In the records below, rewrite everything from the line containing "Reviewer note: confirm that every instance of the window" down to the line containing "<point>38,72</point>". Replace "window" with "window frame", change nothing else, and give back only those lines.

**DATA SECTION**
● ● ●
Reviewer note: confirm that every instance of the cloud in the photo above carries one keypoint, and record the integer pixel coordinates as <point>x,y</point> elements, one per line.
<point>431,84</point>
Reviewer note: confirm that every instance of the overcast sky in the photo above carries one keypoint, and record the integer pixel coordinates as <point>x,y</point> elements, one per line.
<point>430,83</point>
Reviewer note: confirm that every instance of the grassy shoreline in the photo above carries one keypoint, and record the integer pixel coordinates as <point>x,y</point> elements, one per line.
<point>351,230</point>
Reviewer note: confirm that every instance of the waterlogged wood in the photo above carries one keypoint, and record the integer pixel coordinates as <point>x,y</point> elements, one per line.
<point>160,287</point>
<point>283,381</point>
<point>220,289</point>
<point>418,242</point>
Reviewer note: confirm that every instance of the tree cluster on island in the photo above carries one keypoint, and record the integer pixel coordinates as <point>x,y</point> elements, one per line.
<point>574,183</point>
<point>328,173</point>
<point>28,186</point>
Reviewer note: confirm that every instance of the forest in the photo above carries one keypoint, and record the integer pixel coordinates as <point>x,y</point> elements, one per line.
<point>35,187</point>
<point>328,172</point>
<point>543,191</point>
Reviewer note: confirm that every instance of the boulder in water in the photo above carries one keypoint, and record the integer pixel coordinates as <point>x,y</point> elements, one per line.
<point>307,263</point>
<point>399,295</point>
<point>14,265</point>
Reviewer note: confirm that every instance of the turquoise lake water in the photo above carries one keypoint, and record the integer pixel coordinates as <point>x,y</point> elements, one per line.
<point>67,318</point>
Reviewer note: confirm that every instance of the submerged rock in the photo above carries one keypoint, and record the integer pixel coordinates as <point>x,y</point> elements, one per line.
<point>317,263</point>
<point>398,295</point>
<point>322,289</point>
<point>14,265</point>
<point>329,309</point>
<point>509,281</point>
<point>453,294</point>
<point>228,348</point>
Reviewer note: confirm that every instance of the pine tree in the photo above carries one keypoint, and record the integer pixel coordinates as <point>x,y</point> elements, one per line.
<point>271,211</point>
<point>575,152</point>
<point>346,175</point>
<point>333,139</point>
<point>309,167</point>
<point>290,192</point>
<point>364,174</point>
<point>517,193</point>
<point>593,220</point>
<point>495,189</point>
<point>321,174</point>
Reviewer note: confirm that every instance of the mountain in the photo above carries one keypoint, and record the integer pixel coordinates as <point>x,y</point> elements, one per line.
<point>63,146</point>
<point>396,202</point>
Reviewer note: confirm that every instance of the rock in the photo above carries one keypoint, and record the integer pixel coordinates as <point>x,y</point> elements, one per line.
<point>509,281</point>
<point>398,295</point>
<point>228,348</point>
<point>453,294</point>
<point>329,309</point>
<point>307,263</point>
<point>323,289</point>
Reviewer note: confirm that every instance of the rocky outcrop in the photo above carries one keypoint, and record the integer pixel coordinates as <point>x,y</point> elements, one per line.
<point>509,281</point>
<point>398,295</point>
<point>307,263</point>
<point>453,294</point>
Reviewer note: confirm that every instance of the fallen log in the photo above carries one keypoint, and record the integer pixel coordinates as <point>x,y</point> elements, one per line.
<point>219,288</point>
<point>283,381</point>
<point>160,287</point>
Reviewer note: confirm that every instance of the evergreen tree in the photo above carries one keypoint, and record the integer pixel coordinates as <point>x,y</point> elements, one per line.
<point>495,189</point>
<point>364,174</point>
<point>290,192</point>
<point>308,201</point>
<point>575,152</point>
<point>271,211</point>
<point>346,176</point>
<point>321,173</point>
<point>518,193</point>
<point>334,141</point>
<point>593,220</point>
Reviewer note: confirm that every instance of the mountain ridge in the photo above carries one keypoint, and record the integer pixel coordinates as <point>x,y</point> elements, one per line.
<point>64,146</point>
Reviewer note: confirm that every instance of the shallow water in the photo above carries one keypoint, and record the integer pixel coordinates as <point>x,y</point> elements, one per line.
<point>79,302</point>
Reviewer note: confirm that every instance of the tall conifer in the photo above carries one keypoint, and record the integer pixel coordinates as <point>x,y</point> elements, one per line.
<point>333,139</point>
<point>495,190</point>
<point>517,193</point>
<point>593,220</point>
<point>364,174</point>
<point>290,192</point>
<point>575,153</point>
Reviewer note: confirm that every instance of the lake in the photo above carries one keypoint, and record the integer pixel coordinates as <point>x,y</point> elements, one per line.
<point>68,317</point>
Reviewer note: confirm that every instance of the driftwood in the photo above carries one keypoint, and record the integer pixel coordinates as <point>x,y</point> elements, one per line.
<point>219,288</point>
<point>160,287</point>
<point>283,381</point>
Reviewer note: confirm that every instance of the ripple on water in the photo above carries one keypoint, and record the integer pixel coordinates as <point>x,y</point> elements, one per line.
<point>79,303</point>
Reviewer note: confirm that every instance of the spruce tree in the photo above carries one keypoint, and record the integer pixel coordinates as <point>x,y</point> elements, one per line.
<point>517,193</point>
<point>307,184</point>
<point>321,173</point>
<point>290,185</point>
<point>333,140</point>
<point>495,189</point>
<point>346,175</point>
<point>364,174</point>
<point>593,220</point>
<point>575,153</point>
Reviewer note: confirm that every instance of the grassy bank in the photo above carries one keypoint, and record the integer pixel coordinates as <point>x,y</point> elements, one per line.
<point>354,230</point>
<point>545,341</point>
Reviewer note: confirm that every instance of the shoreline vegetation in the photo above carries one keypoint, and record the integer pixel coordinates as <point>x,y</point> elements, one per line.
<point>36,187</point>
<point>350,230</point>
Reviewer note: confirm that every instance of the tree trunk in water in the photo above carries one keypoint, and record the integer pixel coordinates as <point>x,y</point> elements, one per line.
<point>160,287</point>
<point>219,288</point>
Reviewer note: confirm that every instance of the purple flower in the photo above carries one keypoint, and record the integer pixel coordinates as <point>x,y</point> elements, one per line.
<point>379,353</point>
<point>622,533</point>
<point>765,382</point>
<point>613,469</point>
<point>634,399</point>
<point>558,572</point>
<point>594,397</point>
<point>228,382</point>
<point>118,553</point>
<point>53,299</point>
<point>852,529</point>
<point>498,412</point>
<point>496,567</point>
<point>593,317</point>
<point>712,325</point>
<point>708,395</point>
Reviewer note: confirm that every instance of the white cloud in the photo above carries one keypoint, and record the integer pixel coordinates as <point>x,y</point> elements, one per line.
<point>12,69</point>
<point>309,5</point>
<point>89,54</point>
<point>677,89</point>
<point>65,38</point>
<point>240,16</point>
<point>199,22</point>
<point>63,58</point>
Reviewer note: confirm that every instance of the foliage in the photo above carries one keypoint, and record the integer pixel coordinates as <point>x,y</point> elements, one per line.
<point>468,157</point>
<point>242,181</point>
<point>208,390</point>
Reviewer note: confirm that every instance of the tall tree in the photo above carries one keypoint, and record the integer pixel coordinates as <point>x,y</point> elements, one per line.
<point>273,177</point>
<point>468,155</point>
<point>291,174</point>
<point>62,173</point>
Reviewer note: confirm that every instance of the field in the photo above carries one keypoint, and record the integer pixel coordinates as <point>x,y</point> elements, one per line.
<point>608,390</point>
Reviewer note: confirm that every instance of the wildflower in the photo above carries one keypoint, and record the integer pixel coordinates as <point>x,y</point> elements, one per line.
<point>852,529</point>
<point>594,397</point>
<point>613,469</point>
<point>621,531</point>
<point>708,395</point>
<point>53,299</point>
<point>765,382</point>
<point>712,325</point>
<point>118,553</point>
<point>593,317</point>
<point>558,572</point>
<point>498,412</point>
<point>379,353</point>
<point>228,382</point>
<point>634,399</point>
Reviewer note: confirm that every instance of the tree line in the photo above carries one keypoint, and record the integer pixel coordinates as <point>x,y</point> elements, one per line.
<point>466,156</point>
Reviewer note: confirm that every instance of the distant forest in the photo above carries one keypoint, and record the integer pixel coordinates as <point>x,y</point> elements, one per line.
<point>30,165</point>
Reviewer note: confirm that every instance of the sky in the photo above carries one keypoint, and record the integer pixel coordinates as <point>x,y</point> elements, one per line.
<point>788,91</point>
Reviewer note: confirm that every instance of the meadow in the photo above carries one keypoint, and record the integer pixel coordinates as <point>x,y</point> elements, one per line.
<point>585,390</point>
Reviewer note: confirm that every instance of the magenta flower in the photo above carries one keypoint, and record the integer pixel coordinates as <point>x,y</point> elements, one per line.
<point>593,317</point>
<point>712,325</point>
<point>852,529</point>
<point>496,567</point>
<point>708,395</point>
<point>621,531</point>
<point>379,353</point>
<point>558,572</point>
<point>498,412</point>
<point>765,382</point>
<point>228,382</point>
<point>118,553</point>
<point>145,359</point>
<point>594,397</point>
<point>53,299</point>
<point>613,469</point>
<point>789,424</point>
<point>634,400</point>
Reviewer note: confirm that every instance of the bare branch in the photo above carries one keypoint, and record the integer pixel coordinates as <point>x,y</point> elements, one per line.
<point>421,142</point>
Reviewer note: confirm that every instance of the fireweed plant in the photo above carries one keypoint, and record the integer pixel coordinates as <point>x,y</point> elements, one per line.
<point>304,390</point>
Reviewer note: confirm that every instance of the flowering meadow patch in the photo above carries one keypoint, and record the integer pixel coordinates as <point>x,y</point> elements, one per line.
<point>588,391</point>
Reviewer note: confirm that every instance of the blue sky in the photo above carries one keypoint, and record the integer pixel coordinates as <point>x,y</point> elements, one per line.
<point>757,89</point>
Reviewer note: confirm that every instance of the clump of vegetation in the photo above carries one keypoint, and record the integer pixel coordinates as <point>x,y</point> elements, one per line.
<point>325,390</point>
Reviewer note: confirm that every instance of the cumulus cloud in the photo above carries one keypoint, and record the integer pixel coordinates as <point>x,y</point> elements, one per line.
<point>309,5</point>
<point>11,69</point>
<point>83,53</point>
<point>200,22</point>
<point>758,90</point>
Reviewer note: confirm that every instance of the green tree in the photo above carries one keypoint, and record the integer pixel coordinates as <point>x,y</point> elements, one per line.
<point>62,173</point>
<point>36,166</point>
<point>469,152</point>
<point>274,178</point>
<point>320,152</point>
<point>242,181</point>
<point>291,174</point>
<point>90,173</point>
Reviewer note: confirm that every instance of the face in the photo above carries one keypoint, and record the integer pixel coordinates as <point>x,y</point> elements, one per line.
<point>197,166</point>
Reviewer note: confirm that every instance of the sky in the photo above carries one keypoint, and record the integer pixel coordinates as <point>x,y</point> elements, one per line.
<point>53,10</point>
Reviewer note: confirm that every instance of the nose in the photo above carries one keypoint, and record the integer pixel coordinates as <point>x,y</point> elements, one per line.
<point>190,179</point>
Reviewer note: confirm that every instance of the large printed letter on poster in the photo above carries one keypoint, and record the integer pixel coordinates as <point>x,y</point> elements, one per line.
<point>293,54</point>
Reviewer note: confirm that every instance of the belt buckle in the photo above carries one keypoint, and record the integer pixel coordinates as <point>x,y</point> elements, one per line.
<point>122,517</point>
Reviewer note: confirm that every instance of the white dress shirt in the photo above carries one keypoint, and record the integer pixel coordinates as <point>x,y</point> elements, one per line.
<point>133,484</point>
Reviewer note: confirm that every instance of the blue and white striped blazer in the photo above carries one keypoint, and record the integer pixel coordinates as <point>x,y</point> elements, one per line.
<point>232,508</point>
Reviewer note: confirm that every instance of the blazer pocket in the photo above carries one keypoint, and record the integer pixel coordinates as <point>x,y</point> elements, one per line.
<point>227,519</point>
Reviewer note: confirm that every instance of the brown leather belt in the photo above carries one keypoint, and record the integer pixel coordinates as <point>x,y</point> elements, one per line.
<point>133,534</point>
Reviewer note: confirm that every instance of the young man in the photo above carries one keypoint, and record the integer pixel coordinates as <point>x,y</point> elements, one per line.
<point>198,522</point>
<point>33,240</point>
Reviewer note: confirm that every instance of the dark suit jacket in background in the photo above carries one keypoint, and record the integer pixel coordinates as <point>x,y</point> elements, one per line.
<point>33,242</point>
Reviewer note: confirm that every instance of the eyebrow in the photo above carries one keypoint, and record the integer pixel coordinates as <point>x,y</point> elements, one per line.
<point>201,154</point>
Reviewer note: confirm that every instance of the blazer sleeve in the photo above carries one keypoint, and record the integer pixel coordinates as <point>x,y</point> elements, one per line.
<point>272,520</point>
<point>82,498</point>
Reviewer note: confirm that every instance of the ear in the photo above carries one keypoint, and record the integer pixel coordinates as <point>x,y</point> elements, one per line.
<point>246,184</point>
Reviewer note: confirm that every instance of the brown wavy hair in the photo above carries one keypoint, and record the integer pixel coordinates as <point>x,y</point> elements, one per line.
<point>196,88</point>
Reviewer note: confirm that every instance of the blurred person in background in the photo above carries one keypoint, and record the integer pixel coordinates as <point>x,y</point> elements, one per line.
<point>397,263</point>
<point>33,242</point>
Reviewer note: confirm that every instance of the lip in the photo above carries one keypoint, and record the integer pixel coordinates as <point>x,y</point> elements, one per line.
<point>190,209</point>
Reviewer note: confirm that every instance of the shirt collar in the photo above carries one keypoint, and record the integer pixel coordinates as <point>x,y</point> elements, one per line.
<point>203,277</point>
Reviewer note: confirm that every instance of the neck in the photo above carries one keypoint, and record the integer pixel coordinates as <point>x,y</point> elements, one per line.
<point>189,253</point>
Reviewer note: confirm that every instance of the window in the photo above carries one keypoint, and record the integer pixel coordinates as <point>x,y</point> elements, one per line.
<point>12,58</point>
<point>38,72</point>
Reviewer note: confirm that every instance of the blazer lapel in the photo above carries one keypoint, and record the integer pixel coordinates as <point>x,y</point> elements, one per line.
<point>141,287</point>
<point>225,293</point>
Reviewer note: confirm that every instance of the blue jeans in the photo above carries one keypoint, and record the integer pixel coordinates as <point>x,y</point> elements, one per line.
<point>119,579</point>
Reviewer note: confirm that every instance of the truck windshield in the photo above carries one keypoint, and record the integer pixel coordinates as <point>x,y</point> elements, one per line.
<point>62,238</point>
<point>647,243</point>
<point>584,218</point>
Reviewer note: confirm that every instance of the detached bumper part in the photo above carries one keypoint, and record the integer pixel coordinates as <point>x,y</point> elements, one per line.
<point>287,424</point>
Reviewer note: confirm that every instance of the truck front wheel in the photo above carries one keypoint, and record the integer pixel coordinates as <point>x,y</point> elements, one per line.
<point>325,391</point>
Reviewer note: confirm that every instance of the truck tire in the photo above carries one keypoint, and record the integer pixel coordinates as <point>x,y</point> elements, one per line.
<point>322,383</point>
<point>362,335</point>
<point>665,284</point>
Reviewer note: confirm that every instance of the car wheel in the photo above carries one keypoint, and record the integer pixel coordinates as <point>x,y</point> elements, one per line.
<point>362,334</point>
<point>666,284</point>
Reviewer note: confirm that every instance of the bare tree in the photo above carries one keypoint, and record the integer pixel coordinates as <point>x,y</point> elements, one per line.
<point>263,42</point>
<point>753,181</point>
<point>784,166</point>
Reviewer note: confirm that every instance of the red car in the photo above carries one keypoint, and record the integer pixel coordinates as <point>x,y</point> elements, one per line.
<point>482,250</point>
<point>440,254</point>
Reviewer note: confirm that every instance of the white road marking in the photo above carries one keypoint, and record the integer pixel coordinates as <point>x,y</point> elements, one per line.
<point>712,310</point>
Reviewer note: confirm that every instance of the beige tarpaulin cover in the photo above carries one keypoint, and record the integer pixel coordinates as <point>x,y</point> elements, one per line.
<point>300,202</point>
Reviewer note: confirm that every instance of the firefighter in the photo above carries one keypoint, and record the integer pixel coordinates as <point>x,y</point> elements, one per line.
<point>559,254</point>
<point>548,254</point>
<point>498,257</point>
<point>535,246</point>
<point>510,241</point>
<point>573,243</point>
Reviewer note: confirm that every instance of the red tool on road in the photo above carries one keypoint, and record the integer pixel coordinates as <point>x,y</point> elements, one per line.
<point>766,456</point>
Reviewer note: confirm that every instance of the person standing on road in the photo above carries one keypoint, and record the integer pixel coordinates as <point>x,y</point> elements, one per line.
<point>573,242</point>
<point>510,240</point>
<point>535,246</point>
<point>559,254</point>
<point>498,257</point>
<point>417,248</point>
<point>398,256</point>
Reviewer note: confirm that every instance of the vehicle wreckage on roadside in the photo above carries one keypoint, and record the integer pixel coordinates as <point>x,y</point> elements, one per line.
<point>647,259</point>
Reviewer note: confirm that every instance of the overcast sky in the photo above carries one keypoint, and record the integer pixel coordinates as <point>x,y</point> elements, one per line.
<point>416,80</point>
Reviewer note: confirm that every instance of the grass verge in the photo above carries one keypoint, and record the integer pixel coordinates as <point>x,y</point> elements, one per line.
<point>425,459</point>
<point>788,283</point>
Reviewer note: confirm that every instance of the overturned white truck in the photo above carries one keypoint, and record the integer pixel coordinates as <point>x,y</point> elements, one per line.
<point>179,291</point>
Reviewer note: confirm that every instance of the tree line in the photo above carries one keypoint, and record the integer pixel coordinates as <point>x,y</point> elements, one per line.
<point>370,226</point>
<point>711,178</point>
● ● ●
**RESULT OF THIS EXERCISE**
Reviewer note: confirm that every instance of the window frame in the photo above carries one keypoint, and record the integer pixel coordinates as <point>x,y</point> elements, one per line.
<point>12,58</point>
<point>38,72</point>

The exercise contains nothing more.